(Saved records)
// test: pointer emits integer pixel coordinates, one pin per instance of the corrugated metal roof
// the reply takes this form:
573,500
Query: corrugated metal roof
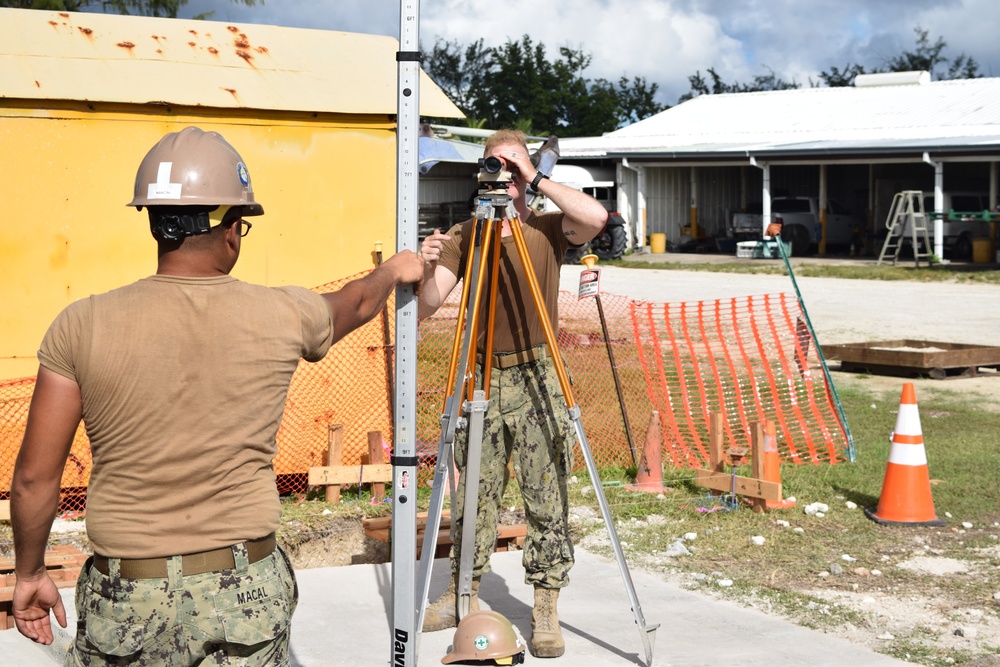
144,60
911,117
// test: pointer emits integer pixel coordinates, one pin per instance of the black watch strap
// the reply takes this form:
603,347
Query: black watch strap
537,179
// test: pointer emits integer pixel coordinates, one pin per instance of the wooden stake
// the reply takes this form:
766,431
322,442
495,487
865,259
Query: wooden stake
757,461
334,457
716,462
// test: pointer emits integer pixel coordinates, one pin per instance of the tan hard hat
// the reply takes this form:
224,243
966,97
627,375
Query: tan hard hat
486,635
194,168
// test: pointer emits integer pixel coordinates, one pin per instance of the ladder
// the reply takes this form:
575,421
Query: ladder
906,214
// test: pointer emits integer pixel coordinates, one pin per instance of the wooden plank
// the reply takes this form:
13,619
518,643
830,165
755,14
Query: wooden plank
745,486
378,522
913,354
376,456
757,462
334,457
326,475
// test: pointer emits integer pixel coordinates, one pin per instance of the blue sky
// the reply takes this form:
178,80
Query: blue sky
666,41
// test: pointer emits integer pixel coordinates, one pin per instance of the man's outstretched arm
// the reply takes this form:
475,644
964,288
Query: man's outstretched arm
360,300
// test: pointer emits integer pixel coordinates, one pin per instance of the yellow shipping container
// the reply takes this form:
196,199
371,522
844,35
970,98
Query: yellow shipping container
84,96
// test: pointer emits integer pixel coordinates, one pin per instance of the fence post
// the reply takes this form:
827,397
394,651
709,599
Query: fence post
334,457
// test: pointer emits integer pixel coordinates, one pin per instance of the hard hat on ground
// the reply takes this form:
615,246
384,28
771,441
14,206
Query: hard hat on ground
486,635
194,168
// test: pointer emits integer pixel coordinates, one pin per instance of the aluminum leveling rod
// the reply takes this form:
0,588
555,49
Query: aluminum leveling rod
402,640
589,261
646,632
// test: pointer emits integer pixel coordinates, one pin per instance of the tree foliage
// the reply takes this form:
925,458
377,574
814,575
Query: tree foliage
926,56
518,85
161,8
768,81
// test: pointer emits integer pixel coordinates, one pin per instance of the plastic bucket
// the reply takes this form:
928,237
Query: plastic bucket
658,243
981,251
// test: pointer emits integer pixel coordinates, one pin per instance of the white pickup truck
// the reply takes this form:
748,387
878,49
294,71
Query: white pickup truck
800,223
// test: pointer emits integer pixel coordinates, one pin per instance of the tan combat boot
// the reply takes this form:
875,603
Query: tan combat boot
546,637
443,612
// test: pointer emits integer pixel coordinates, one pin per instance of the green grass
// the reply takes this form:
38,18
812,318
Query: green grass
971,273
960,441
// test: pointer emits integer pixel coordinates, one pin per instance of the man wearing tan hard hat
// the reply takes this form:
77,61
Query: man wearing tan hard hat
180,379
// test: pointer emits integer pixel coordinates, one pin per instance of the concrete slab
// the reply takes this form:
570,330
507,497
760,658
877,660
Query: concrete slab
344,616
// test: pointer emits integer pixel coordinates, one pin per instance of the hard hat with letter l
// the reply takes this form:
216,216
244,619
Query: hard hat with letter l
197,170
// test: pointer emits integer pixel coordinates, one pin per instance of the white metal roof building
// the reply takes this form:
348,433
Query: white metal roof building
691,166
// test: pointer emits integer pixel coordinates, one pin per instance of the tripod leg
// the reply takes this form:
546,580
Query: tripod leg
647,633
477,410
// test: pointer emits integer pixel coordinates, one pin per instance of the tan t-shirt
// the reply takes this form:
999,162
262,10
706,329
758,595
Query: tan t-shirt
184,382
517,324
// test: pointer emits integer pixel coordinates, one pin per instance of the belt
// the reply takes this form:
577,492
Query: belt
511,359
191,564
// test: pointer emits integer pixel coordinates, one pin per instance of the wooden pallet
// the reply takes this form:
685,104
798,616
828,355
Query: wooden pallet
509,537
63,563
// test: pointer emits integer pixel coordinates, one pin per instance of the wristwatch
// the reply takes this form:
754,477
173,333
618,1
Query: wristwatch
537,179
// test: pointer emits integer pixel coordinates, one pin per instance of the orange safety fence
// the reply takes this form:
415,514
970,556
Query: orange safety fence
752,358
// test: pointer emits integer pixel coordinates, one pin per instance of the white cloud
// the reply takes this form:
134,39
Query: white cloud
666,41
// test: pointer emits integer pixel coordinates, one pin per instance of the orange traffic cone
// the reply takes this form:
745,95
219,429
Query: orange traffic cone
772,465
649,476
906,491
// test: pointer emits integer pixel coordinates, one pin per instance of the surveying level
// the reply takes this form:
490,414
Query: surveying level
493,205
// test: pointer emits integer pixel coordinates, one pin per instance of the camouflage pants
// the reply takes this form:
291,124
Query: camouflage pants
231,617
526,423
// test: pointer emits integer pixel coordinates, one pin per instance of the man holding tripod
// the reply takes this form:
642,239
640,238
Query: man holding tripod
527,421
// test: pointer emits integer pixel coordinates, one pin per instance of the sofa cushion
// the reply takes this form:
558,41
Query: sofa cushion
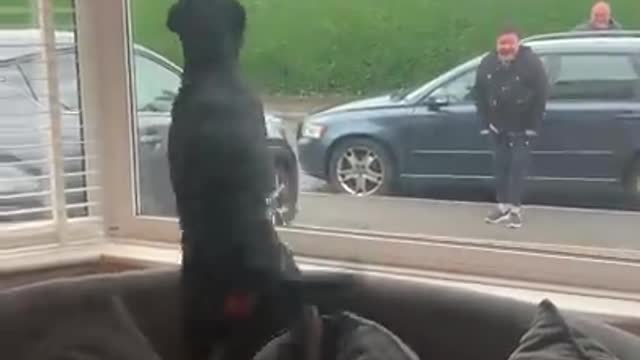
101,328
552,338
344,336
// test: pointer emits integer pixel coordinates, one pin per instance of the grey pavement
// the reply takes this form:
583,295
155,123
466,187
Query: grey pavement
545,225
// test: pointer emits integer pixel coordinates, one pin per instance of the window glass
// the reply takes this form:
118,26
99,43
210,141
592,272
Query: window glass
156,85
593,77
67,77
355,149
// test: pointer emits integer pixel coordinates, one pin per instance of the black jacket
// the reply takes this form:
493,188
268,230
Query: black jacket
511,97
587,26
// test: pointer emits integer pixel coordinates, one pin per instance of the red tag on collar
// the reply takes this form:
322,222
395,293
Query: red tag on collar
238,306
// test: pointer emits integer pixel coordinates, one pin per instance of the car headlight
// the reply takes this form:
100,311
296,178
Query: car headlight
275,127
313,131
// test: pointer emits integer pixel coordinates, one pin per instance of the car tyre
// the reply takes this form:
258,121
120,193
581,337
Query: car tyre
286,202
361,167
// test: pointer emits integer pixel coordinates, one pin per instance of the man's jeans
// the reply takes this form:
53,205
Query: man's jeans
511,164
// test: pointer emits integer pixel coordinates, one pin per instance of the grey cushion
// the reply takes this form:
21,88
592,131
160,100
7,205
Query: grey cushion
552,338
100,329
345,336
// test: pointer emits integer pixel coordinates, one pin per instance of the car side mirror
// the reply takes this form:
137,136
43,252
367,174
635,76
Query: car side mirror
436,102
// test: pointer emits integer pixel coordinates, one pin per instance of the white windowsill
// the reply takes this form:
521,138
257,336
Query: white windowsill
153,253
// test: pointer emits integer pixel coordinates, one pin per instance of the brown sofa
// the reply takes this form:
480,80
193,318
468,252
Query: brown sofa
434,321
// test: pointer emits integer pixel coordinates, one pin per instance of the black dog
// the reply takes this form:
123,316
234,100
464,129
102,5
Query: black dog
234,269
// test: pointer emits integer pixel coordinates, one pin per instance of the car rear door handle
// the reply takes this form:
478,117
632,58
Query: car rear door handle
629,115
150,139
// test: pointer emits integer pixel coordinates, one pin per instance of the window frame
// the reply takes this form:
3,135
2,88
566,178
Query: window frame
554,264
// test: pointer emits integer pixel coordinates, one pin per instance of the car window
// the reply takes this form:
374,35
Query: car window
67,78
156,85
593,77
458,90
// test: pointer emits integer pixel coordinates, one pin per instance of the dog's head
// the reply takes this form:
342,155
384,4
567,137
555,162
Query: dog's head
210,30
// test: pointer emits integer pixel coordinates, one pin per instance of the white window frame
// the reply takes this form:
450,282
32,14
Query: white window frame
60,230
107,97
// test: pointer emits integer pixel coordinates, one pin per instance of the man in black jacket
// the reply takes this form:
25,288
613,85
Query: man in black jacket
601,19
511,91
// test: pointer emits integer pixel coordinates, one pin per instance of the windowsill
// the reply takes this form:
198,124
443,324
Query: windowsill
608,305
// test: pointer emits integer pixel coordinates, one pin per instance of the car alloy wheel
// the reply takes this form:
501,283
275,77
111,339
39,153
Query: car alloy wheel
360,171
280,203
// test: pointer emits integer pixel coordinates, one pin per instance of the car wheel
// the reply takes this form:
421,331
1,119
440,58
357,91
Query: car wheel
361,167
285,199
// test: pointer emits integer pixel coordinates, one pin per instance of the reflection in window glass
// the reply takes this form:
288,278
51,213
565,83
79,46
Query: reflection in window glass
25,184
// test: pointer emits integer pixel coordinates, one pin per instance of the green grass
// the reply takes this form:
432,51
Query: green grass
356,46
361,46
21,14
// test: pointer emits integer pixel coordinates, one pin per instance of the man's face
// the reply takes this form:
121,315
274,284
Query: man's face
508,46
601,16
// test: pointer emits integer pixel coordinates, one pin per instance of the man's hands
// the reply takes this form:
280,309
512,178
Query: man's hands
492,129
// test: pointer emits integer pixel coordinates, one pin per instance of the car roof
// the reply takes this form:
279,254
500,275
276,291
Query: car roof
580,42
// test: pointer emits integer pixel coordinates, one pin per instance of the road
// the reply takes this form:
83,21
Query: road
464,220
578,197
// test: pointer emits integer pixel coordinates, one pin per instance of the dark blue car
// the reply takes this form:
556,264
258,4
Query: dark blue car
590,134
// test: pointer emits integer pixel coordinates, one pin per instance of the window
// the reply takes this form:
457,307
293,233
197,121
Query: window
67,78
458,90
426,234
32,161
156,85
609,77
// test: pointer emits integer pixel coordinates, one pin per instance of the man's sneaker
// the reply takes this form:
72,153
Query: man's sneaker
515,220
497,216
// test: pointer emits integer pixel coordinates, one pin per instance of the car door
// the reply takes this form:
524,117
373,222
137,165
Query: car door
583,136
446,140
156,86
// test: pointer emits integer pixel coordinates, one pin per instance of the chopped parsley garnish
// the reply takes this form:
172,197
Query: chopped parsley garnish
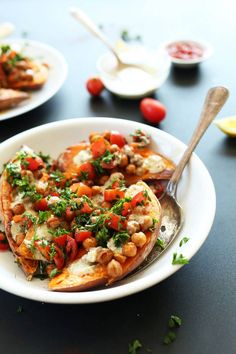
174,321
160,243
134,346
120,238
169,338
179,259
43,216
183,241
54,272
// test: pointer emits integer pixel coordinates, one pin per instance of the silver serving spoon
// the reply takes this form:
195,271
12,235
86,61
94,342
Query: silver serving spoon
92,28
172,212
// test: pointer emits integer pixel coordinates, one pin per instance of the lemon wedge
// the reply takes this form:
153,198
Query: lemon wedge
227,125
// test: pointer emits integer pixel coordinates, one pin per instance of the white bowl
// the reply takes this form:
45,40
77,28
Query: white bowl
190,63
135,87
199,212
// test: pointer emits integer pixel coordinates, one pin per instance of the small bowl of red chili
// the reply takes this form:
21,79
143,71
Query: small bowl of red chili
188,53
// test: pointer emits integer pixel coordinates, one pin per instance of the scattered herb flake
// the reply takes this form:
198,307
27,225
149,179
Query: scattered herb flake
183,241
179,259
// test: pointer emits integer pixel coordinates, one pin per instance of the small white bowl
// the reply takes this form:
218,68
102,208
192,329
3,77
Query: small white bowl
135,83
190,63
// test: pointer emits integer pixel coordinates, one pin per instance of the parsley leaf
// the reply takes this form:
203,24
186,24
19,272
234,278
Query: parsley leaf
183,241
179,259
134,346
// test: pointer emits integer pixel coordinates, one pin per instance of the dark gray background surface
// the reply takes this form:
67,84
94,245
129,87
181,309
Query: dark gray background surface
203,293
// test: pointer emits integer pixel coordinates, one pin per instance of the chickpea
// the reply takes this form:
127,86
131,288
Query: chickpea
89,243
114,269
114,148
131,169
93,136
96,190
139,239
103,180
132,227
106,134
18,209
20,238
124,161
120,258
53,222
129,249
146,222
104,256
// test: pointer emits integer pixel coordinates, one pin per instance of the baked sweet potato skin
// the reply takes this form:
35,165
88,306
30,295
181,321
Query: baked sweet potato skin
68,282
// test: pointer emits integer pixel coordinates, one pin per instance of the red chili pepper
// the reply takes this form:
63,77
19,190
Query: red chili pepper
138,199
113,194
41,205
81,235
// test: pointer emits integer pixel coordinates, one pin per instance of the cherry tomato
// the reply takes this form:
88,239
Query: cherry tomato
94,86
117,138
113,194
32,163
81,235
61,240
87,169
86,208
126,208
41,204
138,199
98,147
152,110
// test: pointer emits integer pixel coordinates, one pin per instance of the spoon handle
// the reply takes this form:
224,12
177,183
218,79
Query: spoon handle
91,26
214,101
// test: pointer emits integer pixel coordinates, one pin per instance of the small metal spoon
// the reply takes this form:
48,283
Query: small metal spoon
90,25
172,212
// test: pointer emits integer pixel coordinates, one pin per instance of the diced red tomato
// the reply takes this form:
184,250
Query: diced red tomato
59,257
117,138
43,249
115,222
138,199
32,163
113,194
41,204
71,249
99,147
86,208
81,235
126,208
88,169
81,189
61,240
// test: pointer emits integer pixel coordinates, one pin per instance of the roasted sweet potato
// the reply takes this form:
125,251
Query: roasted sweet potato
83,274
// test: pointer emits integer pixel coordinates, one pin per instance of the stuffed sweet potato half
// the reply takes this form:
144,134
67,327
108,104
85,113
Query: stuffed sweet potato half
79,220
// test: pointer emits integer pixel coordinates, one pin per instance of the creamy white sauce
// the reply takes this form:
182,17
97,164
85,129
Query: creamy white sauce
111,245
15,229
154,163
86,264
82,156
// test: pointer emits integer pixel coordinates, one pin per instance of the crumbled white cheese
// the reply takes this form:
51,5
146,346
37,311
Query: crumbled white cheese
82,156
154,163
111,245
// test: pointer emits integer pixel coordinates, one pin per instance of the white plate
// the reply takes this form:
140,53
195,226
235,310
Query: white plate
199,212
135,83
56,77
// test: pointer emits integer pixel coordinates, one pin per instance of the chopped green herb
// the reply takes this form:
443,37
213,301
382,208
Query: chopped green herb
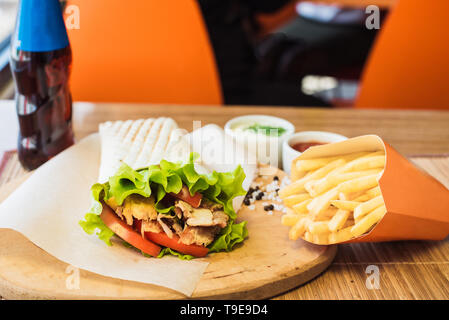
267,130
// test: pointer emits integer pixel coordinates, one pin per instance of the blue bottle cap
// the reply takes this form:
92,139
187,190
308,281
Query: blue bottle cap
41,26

### TO BE DONE
Could you recast the stretch of the records from the line containing "the chopped green herb" through the end of the records as a Markdown table with the columns Row and Line, giving each line its row number? Skip blank lines and leave the pictures out.

### FINAL ANSWER
| Row | Line |
|---|---|
| 1 | // test: pointer emits integer pixel coordinates, one pin per instance of the chopped green herb |
| 2 | // the reply takes this form: |
| 3 | 443,37 |
| 4 | 213,301 |
| 5 | 382,208 |
| 6 | Query: chopped green herb |
| 7 | 267,130 |
| 8 | // test: pointer emits integer pixel coordinates, one pin per instance of the blue bottle cap |
| 9 | // the reply takes this form: |
| 10 | 92,139 |
| 11 | 187,190 |
| 12 | 308,281 |
| 13 | Query: blue bottle cap |
| 14 | 41,26 |